*GIVEN PASSAGE:*
****************************************

HC Deb 25 March 1895 vol 32 cc42-3
MR. T. H. BOLTON (St. Pancras, N.)

I beg to ask the President of the Board of Agriculture whether, when a veterinary inspector orders a cow to be slaughtered as suffering from pleuro-pneumonia, and a post-mortem examination shows the animal not to be diseased, the owner is compensated to the full value of the cow; and when a veterinary inspector orders a horse to be slaughtered as glandered, and a postmortem shows that it is not glandered, has the owner a claim for the full value of the horse?

*MR. HERBERT GARDNER

A veterinary inspector has no power to order slaughter either in pleuro-pneumonia or glanders. In pleuro-pneumonia, the power to slaughter rests absolutely with the Board of Agriculture, the compensation paid where the animal is not diseased being its value immediately before it was slaughtered. In glanders, the power to slaughter rests with the Local Authority. If disease be only suspected the consent of the owner is requisite, and if the animal is declared to be diseased the owner has a right of appeal to the Board of Agriculture before it is slaughtered. The compensation paid where the horse slaughtered is diseased must be not less than £2 and not more than one-fourth of its value before it became diseased. In every other case the value of the animal before it was slaughtered is payable.

MR. T. H. BOLTON

Does the right hon. Gentleman not see that there is an inconsistency in the practice followed in these two cases, and will he consider the propriety of adopting rules providing that the cases should be treated in the same way?

*MR. H. GARDNER

I think my hon. Friend is trying to draw an analogy between cases that are not analogous.

****************************************

*ASSIGNMENT:*
According to the exchange on slaughtering diseased animals, why does Mr. Herbert Gardner say Mr. Bolton's question starts from a mistaken premise, and who actually holds the power to order slaughter for each disease? Answer in one to three sentences.

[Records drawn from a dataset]
****************************************

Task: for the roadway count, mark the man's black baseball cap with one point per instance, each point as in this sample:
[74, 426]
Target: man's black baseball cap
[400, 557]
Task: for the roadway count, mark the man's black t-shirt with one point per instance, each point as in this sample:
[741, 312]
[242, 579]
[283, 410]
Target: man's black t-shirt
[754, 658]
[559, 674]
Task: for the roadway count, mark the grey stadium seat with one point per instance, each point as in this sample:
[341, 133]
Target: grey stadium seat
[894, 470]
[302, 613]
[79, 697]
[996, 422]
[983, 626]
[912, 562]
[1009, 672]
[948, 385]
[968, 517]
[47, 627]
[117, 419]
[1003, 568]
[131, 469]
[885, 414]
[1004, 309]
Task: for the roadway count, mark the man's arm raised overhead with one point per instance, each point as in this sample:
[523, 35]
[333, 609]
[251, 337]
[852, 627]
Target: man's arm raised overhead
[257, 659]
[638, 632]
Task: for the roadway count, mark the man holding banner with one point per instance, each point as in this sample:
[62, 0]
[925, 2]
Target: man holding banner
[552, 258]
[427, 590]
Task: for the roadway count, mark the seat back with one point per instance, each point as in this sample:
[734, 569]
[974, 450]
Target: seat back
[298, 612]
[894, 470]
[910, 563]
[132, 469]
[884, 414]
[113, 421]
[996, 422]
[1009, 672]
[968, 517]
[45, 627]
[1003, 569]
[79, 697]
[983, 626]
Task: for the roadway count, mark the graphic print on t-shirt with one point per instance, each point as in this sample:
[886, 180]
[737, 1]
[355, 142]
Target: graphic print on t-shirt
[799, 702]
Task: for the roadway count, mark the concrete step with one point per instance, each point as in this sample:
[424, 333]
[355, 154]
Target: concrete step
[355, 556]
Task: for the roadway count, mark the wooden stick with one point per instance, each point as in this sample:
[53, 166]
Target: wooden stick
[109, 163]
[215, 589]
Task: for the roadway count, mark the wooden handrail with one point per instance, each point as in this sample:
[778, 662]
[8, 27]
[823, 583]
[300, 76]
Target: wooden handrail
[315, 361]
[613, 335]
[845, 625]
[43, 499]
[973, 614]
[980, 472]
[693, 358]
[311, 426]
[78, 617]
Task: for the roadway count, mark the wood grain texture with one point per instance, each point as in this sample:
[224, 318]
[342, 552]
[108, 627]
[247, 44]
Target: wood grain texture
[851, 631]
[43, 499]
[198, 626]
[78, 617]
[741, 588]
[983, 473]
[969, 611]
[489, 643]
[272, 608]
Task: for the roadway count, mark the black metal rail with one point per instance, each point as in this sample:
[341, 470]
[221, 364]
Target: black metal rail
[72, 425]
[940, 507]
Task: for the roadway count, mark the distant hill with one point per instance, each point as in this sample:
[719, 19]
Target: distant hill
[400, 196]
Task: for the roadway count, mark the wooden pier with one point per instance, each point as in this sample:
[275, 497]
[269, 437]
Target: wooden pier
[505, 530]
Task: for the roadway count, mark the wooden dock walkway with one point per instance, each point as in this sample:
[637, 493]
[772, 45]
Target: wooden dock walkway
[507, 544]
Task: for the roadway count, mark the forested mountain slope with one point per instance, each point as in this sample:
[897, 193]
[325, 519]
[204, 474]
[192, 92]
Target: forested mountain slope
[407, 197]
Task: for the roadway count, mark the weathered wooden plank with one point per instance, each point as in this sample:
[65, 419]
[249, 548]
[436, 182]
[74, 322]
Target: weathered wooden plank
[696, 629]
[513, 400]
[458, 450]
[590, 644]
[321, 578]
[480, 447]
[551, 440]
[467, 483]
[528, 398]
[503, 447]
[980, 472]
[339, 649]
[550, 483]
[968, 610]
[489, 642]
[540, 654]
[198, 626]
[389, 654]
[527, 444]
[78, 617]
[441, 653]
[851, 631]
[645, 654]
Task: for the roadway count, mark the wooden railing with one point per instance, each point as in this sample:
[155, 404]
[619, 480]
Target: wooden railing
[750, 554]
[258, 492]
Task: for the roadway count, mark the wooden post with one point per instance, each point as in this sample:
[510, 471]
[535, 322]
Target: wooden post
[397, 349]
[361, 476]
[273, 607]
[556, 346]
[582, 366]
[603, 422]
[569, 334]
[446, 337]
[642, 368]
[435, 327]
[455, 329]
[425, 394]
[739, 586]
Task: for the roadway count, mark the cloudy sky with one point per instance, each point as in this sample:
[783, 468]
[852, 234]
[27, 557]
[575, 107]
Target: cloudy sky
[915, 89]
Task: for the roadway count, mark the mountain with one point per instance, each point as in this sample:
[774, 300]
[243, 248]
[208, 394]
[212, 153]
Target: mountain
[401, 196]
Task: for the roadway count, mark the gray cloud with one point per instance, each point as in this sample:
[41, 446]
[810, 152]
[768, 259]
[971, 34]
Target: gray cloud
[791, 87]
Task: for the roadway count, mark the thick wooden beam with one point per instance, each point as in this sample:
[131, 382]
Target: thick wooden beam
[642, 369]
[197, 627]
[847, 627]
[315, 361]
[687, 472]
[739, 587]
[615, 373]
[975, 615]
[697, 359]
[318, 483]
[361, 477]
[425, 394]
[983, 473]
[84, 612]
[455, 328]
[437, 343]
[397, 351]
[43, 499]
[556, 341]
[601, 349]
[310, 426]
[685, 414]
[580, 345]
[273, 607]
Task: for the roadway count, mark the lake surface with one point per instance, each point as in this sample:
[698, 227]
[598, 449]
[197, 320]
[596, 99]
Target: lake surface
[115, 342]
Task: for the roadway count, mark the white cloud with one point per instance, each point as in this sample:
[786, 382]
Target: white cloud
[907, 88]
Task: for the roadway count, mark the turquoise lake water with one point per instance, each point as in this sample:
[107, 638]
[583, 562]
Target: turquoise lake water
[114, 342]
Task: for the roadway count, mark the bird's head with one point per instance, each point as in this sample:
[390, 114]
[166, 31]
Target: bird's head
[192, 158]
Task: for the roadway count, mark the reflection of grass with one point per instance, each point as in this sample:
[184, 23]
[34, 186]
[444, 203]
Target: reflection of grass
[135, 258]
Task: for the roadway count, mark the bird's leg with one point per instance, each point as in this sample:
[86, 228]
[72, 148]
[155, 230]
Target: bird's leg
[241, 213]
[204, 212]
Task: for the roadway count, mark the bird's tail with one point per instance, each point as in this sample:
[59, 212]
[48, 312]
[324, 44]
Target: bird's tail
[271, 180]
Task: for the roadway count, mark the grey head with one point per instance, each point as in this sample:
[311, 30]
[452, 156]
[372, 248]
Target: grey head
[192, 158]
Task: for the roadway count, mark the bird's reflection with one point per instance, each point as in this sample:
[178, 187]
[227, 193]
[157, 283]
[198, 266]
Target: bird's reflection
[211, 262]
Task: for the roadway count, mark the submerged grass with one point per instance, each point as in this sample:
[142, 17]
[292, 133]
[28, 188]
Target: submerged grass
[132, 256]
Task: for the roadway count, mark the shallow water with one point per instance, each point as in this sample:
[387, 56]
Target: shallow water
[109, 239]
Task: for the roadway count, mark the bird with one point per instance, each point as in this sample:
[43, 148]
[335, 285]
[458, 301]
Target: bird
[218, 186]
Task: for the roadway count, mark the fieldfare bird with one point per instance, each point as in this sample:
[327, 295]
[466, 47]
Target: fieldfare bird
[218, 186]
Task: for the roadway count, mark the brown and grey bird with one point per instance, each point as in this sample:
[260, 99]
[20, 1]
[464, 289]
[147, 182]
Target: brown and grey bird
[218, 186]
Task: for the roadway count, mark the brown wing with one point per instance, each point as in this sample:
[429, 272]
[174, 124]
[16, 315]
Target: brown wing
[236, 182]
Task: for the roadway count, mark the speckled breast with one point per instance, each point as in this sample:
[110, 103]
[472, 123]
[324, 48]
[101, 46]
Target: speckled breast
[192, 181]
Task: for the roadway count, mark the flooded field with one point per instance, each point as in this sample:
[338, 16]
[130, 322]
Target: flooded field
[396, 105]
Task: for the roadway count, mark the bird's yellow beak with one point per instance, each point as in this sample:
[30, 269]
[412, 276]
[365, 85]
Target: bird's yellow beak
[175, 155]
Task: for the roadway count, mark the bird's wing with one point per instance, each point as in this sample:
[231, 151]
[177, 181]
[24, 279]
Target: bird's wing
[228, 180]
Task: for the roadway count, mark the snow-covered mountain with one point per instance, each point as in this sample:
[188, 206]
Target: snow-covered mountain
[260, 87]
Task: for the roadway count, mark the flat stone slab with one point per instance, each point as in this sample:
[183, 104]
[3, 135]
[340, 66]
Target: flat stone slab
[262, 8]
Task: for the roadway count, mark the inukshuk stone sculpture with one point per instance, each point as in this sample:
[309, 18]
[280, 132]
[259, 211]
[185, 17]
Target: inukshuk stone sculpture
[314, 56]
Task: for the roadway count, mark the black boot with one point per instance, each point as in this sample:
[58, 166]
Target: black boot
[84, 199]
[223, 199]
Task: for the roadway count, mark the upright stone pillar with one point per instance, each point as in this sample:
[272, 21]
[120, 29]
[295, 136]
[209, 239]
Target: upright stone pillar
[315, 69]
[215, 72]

****************************************

*RESPONSE:*
Mr. Gardner says a veterinary inspector has no power to order slaughter in either pleuro-pneumonia or glanders, so the inspector cannot order the killing the question describes. For pleuro-pneumonia that power rests absolutely with the Board of Agriculture, and for glanders it rests with the Local Authority.